— EXERCISE GOAL —
Everything from the line containing "For every instance of the mud clump, the" to the last line of the records must be returned verbatim; nothing else belongs in the output.

== DATA LINES

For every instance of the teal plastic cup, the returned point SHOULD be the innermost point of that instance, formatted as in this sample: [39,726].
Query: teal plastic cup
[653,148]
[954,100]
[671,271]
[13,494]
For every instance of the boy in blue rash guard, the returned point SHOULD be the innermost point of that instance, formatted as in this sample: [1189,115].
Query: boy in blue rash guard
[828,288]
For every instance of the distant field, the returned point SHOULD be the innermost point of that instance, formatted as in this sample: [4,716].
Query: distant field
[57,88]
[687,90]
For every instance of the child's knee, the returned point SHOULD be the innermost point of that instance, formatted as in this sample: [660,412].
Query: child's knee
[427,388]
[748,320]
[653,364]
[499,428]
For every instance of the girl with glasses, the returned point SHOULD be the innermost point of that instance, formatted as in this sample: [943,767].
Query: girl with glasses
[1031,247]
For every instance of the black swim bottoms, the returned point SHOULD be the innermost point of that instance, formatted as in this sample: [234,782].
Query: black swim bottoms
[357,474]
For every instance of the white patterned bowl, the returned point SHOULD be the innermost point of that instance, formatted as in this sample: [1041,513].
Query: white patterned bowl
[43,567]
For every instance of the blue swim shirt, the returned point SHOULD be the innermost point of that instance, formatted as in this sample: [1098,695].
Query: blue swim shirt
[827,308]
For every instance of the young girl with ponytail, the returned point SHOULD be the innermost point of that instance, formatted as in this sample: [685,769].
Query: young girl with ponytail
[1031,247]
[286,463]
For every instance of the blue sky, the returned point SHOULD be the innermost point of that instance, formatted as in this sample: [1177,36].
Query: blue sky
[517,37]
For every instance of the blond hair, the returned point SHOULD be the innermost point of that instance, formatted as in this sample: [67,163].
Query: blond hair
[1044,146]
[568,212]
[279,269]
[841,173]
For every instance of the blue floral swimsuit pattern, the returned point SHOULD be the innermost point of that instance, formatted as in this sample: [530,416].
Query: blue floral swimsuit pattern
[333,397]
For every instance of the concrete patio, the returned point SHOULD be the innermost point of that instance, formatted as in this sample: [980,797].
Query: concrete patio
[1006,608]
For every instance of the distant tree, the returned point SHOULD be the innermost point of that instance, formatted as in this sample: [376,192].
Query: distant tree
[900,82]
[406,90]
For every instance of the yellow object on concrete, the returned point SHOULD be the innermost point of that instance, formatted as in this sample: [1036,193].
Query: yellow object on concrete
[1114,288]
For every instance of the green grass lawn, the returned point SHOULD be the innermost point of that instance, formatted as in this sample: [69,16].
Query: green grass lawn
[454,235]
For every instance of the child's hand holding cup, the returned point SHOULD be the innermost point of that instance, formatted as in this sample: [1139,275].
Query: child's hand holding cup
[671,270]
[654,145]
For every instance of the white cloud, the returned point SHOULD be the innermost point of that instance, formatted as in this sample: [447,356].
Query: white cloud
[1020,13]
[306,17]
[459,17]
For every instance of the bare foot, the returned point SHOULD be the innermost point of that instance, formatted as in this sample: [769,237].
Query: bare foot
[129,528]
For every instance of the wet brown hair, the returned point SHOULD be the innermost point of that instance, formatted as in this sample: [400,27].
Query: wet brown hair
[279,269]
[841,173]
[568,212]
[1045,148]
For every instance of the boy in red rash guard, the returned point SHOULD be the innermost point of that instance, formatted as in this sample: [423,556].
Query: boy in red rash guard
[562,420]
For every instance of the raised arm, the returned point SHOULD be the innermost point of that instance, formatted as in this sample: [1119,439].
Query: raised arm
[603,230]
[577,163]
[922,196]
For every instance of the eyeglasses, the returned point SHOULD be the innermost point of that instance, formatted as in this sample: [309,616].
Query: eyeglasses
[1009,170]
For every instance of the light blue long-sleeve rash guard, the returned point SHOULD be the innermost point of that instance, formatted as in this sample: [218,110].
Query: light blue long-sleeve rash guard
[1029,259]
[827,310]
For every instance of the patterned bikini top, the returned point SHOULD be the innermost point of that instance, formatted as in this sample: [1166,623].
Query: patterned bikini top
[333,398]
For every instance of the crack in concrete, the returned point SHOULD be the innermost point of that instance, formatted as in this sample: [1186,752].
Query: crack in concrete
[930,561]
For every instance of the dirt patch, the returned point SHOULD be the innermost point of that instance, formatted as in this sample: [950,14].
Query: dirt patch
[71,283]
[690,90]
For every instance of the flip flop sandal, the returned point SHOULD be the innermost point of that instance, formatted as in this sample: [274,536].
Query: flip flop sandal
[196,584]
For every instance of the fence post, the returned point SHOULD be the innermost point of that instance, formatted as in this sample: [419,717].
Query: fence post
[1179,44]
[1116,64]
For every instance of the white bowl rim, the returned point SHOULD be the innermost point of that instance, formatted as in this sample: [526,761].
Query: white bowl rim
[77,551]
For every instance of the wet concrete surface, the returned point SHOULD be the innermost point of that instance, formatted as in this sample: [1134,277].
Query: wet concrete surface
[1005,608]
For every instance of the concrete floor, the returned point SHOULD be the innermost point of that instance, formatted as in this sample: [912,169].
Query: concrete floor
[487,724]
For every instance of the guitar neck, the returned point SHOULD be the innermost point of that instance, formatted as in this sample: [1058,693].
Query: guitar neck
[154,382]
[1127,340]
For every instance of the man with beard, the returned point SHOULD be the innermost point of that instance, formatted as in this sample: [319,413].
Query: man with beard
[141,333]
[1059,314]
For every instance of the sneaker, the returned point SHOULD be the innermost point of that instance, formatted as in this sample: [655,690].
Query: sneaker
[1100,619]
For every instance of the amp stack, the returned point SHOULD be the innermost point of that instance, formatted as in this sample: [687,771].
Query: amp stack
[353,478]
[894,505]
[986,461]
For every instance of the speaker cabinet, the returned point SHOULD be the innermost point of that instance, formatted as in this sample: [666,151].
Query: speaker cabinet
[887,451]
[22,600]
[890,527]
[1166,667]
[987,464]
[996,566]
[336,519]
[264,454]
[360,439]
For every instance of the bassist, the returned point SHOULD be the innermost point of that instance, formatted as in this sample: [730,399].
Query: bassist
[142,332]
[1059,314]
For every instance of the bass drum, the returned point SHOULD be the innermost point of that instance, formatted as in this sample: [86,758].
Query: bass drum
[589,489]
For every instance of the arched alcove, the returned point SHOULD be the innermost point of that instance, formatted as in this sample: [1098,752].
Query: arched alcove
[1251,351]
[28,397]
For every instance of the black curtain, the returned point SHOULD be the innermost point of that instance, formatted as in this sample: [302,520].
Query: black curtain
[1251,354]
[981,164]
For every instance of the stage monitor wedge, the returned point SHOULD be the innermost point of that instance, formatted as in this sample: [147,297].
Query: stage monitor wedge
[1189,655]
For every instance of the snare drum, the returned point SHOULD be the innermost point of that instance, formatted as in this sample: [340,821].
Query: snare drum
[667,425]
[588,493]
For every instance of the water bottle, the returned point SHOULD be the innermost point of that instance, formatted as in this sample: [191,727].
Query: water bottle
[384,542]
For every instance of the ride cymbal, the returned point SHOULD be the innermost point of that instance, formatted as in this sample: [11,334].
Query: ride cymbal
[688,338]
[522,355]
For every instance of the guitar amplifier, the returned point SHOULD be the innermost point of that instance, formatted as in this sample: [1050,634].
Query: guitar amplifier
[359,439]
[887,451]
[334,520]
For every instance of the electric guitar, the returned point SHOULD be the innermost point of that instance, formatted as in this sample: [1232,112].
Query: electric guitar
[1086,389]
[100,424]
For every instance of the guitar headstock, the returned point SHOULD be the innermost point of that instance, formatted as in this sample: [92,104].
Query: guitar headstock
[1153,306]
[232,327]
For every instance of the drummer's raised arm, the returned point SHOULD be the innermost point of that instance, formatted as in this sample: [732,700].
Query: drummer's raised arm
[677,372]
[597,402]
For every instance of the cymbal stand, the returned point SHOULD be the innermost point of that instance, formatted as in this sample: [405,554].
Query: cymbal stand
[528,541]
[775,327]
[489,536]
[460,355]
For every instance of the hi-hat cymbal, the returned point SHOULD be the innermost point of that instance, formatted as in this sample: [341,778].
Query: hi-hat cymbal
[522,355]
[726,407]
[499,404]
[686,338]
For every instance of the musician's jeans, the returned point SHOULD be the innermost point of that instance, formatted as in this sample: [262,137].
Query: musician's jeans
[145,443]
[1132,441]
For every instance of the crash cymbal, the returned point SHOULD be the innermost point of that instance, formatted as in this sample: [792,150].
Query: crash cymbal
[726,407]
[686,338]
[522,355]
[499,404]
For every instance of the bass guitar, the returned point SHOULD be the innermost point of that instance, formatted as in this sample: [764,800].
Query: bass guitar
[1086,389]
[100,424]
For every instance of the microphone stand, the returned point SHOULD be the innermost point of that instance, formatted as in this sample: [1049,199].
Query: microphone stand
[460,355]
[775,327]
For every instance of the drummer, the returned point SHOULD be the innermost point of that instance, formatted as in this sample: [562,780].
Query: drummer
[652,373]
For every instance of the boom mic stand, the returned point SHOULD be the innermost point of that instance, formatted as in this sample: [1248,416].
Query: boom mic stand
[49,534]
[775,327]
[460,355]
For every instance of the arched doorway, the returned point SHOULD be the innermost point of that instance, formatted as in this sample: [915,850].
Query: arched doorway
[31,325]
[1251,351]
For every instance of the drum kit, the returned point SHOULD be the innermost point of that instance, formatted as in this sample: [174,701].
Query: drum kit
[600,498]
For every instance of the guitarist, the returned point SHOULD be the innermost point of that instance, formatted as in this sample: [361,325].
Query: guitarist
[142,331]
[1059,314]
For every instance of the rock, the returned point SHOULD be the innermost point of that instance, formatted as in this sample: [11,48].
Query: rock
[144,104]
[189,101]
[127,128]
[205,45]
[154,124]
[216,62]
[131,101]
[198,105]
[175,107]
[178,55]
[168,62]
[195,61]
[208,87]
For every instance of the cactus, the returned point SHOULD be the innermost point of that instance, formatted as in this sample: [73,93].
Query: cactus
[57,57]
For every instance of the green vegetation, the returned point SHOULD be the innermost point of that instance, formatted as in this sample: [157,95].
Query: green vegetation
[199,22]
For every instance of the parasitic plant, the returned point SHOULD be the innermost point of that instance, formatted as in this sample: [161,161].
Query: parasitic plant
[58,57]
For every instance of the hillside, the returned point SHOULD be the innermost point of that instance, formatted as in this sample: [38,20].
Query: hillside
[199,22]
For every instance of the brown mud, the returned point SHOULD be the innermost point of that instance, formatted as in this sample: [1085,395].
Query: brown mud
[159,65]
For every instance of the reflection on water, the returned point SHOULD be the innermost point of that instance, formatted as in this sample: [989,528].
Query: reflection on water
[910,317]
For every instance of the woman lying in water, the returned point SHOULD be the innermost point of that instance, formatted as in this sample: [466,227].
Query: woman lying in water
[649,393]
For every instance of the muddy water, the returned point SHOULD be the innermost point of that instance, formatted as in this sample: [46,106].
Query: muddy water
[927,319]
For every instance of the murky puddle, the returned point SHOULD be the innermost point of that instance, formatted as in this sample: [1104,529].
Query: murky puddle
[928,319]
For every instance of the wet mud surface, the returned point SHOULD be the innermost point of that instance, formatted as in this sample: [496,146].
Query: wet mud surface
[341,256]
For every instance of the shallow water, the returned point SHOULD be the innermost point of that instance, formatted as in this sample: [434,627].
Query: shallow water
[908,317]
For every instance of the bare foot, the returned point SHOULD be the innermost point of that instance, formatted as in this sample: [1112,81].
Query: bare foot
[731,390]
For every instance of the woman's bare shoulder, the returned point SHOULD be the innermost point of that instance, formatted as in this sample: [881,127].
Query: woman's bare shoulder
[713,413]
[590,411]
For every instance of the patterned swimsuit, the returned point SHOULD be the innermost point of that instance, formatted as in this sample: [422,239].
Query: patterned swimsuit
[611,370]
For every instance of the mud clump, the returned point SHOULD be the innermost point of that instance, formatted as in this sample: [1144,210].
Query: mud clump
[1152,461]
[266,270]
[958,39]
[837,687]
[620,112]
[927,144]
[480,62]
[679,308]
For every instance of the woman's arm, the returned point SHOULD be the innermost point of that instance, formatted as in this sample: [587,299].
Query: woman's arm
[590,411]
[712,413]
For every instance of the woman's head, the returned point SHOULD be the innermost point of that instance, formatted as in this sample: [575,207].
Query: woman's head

====

— IN RESPONSE —
For every instance of the mud clump, the returned point SHOULD be the innermost point of that instance, formatted as in this sample: [1144,210].
Query: mud clump
[1152,461]
[266,270]
[958,39]
[837,687]
[620,112]
[927,144]
[480,62]
[679,308]
For every instance of the woman's arm, the returned point SHOULD be the innermost point of that instance, formatted as in this sample: [587,299].
Query: woman's arm
[590,411]
[712,413]
For every instance of the woman's head, the returned point SHOULD be the innermost point of that instance, formatted as in this sample: [575,207].
Query: woman's head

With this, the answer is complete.